**Direction:**
Rewrite the ISBO passage starting at "ISBO is made" and ending at "be called mestizo.", swapping "organizing projects" for "outreach projects".
======== Selected excerpt
The reasons for this focus are based on the need for equality, and the specific historical conditions we live in now. If we develop the leadership of the most discriminated against, we will be able to develop a truly egalitarian, international and multi-racial movement. This does NOT mean that we think ONLY dark-skinned people or ONLY women will be part of leadership. That is not, in fact, the case in the organizing we are currently doing.

What does our practice look like right now?

ISBO is currently organizing on the ground mainly in Jamaica and Colombia, although it has members and friends from Venezuela to Cuba to Argentina, to Canada, the US and the UK. On the ground, we are organizing community groups around an explicitly egalitarian principle. That means that the community group is conscious of itself as a place of equality that is working to forge an egalitarian community. Our meetings create equal voice for everyone who attends. Our decisions are made by consensus. If something is controversial, we continue to discuss it until we have agreement. If members of the group do something self- serving, dishonest or unequal, this is brought before the group and either the people change or get out of the group. Inside the group is an organizing class made up of volunteers who want to commit to becoming egalitarian organizers. They are conscious of the need for black leadership. They struggle against their own internalized racism, which they can see is holding them and most oppressed people back from recognizing and using their own genius. This education about internalized racism is given top priority in developing new organizers. All leadership, all committees, and all work require the presence of males and females as equals. The group is committed to defending women and girls from being abused or hurt by sexist males in the community. It has discussed but not yet implemented confronting such inhumane males, using any means called for by the situation. Meetings of organizers-in- training are safe spaces where people share their most difficult and painful experiences and give support to one another. They are open to anyone who wants to put in the extra time to learn about the world, the movement and its history, and to take responsibility for becoming the organizers of their community.

ISBO is made up of people who are black, white, Latin and Asian. Two of our organizing projects are in communities in which people have black skin. A third is in a community of African-descended people who would be called mestizo.

We hope this brief description helps you understand what we mean when we say "egalitarianism now." We are calling for people who consider themselves revolutionaries to have confidence in the ability of the people to lead themselves. We are convinced that this is the only way forward. We think the people who have been hurt the most by the present system have the genius to lead all of us toward the creation of an egalitarian new world.
================
======== Supplied entries
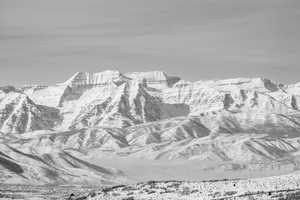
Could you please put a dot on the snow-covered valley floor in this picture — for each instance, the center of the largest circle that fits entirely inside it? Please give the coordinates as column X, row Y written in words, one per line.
column 284, row 187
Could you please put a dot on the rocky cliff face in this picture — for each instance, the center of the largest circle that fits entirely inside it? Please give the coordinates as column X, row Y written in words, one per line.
column 152, row 115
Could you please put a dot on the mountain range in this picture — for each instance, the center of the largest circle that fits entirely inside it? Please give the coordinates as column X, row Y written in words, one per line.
column 64, row 133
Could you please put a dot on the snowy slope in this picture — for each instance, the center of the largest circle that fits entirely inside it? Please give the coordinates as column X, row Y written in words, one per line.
column 241, row 123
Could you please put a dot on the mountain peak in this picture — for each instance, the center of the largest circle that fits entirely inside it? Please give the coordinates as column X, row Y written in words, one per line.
column 86, row 78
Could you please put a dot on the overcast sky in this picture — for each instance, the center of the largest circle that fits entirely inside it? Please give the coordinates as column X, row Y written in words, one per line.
column 46, row 41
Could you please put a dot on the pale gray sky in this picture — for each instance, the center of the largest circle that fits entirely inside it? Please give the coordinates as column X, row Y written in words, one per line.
column 46, row 41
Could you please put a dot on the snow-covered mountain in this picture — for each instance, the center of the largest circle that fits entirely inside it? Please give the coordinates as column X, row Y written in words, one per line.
column 241, row 123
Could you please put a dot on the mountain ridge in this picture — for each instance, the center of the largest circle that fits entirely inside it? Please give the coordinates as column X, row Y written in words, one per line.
column 238, row 124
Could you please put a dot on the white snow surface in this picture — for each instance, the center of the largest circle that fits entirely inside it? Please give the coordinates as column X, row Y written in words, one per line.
column 225, row 125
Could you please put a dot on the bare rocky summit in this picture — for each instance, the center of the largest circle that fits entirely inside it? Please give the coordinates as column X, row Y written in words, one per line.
column 62, row 133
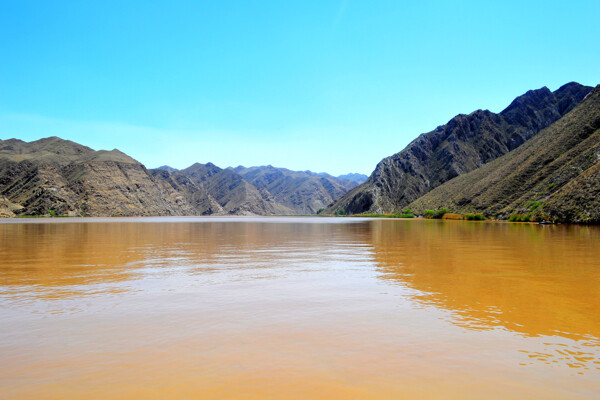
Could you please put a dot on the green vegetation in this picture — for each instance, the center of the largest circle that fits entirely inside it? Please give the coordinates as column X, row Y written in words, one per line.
column 519, row 218
column 474, row 217
column 407, row 213
column 340, row 213
column 439, row 214
column 534, row 205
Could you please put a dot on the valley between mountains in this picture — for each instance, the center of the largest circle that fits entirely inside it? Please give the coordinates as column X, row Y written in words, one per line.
column 539, row 157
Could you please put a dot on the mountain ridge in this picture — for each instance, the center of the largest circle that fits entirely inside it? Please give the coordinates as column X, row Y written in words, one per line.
column 465, row 143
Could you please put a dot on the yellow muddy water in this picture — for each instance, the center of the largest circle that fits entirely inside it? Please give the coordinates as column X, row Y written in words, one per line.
column 298, row 308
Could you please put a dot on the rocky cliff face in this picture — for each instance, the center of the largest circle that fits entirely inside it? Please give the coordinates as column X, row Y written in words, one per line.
column 555, row 175
column 302, row 192
column 56, row 176
column 464, row 144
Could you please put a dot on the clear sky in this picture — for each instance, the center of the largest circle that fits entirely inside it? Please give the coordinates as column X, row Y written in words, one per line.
column 331, row 86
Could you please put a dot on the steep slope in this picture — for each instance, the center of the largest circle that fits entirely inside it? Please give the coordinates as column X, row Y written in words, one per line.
column 358, row 178
column 302, row 192
column 464, row 144
column 68, row 178
column 555, row 175
column 213, row 190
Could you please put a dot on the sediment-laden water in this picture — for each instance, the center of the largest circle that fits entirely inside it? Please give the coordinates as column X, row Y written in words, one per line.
column 319, row 308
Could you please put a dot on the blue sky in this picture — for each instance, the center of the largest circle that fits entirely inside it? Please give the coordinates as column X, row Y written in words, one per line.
column 330, row 86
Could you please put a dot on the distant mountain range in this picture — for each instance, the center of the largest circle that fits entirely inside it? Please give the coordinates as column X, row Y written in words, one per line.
column 538, row 158
column 553, row 176
column 56, row 176
column 464, row 144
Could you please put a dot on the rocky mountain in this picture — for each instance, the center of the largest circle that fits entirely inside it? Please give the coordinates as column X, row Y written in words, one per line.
column 358, row 178
column 555, row 175
column 56, row 176
column 464, row 144
column 213, row 190
column 168, row 168
column 303, row 192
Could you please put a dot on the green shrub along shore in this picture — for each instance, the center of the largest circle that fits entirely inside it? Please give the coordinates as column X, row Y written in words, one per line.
column 442, row 213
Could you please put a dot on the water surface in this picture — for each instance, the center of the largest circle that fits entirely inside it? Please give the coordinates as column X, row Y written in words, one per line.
column 254, row 308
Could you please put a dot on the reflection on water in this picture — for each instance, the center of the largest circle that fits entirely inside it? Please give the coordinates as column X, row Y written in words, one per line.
column 533, row 280
column 290, row 308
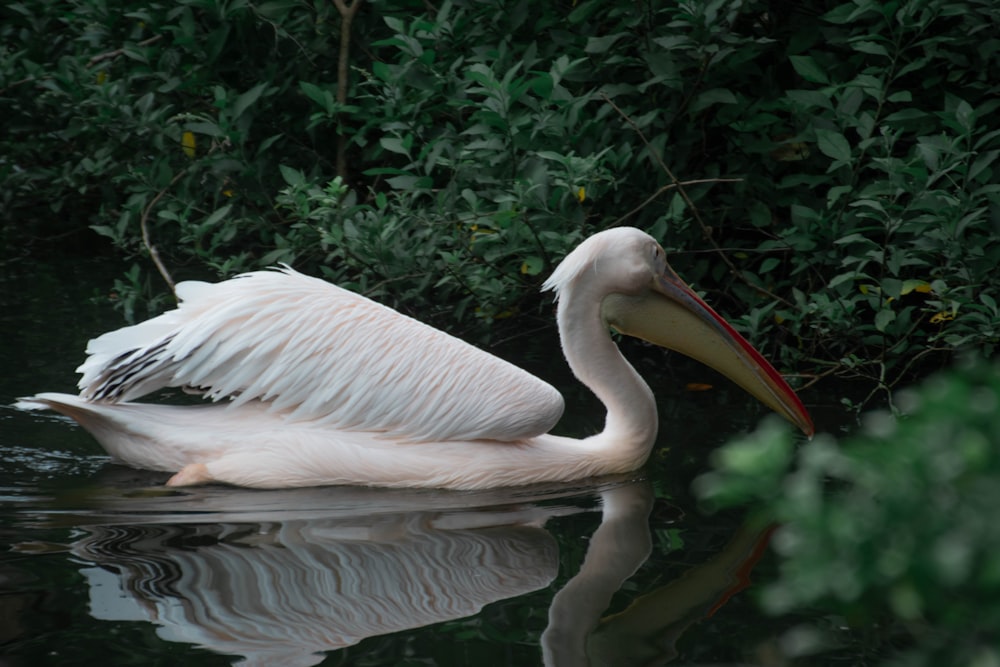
================
**Answer for the task:**
ISBO is made up of people who are black, white, Latin and Asian. Two of our outreach projects are in communities in which people have black skin. A third is in a community of African-descended people who would be called mestizo.